┌──

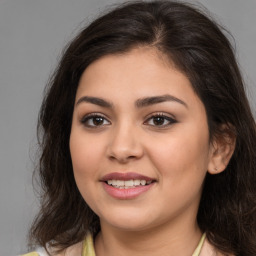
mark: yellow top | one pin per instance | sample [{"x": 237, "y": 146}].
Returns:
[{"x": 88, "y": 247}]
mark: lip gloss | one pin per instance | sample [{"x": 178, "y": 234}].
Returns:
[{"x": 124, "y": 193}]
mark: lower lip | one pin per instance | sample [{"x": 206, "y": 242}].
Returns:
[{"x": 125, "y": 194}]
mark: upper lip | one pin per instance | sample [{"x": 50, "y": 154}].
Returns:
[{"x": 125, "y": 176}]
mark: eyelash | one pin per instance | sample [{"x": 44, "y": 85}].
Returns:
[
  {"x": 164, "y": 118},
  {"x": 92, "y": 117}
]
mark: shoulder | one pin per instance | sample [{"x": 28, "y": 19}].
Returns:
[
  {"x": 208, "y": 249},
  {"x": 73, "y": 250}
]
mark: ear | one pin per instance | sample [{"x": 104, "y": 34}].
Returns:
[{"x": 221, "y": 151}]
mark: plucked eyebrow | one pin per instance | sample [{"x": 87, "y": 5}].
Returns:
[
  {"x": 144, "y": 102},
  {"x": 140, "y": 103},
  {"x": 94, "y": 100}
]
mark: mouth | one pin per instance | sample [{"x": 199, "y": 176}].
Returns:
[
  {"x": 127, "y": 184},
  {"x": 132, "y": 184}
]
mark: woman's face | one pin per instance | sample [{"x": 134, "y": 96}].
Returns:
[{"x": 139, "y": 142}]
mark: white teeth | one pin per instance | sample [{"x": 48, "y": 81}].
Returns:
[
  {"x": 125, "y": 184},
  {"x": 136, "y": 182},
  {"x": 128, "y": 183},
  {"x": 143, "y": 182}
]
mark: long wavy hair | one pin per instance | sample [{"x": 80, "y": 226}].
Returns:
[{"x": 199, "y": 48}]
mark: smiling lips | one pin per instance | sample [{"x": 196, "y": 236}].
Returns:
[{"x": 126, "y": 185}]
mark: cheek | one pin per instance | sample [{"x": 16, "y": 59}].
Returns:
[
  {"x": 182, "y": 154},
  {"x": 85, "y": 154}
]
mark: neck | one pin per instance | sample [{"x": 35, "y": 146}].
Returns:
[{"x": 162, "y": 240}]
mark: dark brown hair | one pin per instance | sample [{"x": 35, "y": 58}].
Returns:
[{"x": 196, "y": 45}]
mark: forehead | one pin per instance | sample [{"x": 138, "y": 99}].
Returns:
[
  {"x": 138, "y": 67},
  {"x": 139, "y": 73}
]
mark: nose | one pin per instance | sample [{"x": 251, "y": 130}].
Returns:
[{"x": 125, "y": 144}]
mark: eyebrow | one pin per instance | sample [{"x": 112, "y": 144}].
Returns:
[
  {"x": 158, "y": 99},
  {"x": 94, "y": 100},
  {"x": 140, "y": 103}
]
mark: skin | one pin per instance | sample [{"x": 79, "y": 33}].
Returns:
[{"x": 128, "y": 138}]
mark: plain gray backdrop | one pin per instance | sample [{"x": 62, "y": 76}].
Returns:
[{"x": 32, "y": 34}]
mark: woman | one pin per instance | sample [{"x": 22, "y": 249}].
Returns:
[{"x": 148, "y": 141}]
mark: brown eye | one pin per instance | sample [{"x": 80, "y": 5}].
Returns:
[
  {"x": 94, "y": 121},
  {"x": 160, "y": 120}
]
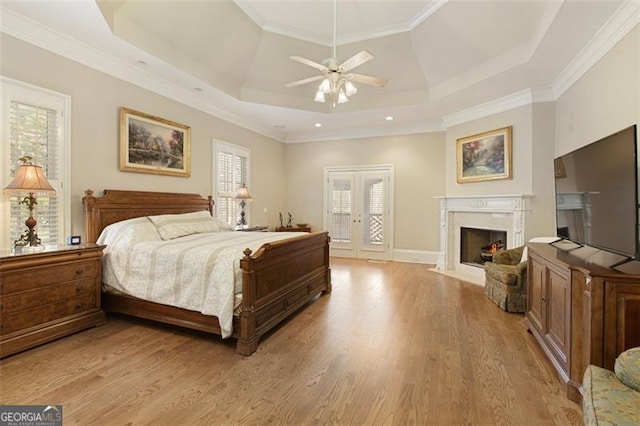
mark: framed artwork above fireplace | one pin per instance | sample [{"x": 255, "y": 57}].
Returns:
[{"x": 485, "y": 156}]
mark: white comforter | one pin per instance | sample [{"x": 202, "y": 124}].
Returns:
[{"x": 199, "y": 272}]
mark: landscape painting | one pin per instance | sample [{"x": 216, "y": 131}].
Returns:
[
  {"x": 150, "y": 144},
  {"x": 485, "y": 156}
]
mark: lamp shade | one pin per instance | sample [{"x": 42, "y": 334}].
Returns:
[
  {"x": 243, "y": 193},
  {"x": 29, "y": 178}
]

└──
┌──

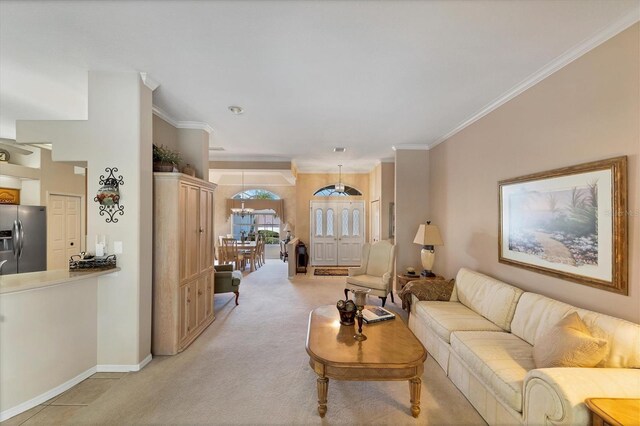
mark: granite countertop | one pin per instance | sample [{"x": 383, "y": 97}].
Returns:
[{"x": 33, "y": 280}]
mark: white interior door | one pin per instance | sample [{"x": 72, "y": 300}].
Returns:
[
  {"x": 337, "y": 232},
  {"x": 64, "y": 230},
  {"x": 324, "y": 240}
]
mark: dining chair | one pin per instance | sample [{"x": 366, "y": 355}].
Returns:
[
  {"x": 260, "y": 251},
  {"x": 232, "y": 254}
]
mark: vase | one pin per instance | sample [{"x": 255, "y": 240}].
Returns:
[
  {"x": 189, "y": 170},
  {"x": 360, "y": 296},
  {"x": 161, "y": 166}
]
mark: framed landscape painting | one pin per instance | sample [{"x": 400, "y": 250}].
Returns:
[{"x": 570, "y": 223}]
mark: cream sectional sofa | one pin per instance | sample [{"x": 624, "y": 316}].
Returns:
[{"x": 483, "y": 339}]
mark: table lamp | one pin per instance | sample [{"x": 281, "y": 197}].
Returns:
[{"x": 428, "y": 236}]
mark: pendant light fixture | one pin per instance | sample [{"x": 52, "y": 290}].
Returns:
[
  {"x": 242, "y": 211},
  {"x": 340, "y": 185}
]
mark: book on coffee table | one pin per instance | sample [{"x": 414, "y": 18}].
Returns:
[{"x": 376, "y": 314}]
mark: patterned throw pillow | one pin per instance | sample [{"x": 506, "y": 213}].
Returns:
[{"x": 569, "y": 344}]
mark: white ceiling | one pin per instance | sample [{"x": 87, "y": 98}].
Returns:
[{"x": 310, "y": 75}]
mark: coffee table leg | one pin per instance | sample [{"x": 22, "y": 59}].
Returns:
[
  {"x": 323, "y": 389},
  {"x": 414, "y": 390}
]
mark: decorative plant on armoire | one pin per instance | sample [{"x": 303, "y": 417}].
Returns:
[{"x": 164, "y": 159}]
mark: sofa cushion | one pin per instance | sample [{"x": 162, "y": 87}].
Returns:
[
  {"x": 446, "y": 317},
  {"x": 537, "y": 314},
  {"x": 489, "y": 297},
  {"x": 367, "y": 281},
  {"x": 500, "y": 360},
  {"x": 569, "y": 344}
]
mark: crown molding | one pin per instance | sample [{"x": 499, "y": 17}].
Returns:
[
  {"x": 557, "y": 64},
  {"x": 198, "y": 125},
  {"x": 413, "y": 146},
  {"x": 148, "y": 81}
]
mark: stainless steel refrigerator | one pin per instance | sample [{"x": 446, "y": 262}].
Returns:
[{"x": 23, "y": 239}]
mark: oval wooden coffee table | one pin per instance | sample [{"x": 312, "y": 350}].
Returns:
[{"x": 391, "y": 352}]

└──

▸ Work required:
Pick out and copy every line in the items above that contains the string "eyebrow". Case counts, so only a match in the same upper and lower case qualifies.

▸ Result below:
mark: plucked eyebrow | one pin per instance | sample [{"x": 87, "y": 5}].
mark: eyebrow | one pin per instance | sample [{"x": 112, "y": 144}].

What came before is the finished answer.